** DOCUMENT EXTRACT **
The most characteristic examination finding of VKC are large raised conjunctival papillae on the upper tarsus. These "cobblestones" are almost never found on the lower tarsus. The upper lids may become so heavy FROM the presence of these cobblestones that a mechanical ptosis may result, as was the case in our patient. A tenacious stringy mucus is always present intertwined between the cobblestones. A well circumscribed sterile "shield" ulcer found on the superior or central aspect of the cornea is very typical of this condition.

There is a variant of VKC which preferentially affects the limbus. This form is more common in patients of African Descent and Asians. Findings in limbal VKC include Horner's Trantas dots which are elevated white superficial infiltrates that straddle the the limbus, with no intervening clear space. Gelatinous nodules representing enlarged limbal papillae are also found in this condition.

Pathophysiology:
It is believed that mast cells and eosinophils play critical roles in the pathogenesis of this allergic disease. Both mast cells and eosinophils are found in increased numbers in the conjunctiva of patients with VKC. The presence of 2 or more eosinophils per high power field in a biopsy of conjunctiva is essentially pathognomonic of VKC.

** RECORDS PROVIDED **
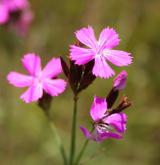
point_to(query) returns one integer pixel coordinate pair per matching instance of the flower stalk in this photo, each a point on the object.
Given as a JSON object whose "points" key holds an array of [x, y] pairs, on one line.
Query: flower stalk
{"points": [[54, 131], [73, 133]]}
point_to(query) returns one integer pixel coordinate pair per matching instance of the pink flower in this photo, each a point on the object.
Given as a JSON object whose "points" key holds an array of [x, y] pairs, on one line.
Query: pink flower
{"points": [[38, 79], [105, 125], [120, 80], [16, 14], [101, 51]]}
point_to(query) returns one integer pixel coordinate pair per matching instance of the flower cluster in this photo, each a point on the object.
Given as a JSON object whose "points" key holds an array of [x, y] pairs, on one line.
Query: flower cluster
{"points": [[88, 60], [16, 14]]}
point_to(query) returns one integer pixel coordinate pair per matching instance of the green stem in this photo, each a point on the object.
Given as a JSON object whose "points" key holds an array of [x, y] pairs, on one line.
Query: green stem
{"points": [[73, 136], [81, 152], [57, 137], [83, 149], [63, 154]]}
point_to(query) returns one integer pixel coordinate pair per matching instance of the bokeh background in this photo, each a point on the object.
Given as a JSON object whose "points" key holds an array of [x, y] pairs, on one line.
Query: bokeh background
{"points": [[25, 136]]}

* * *

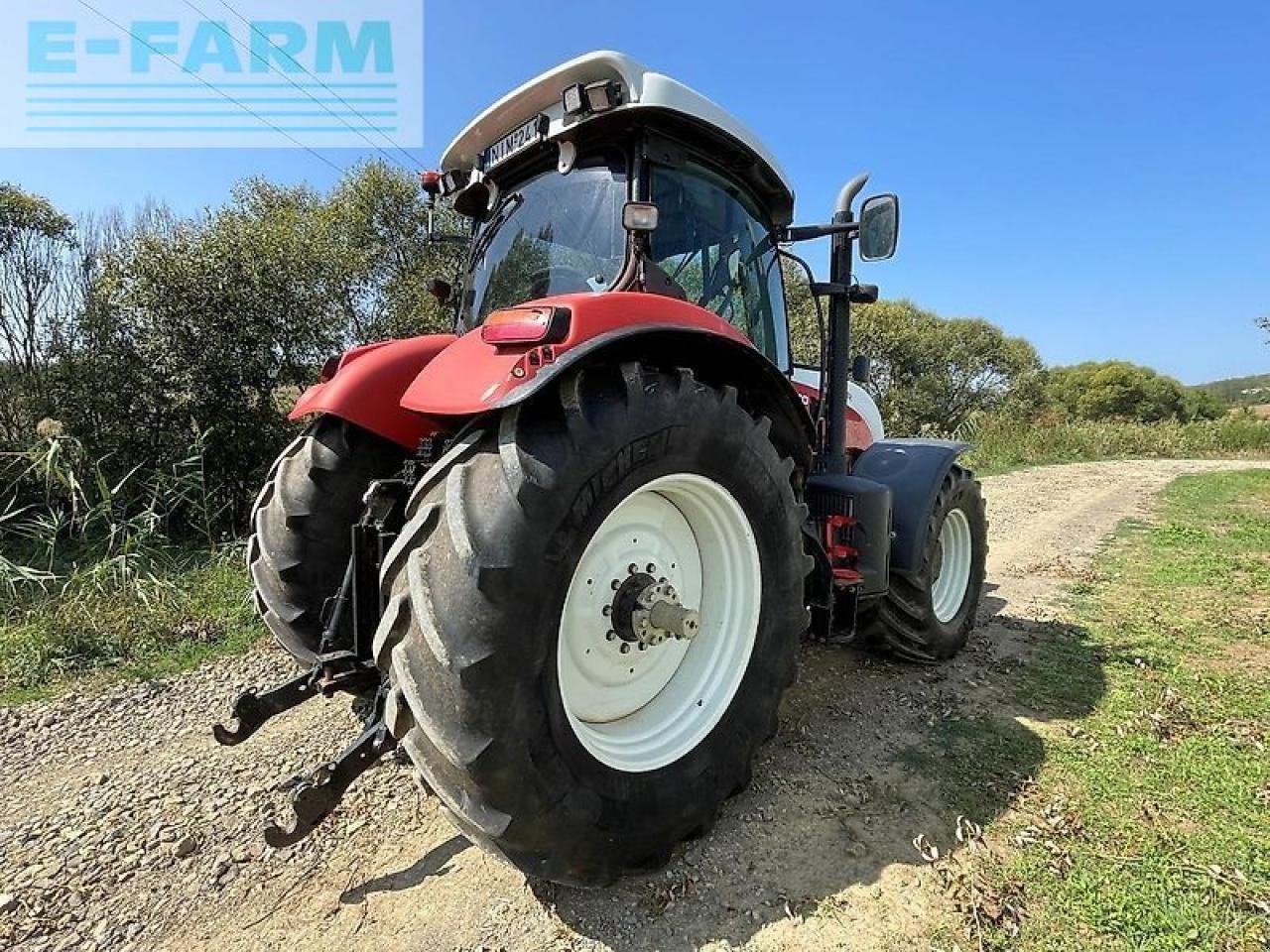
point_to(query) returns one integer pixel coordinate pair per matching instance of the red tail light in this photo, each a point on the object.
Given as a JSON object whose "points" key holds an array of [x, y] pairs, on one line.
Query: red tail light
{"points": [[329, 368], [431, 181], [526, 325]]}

** WHAT IS EXPECTED **
Continue the VKC text, picking up after its final sentence on eosinophils in a conjunctival biopsy. The material after the VKC text is separate and unrelated to it.

** YOUR RESPONSE **
Treatment:
The first step in treating VKC, as well as all other allergic conditions of the eye, is to identify the allergen. Once the allergen is identified, the patient can then learn to eliminate or avoid the antigen. The aid of an allergist may be very helpful in this regard. Topical therapy may include brief courses of steroids (up to several weeks) to quiet the disease, followed by rapid tapering. Mast cell stabilizers including cromolyn and lodoxamide should be started while the patient is receiving steroids for acute flares since these agents require time for their clinical effects to occur. Once the acute situation is controlled some patients are able to be successfully treated with mast cell stabilizers alone. Other drugs that are being tried include cyclosporine and levocabastine. As was noted above, VKC often spontaneously remits after the late teens.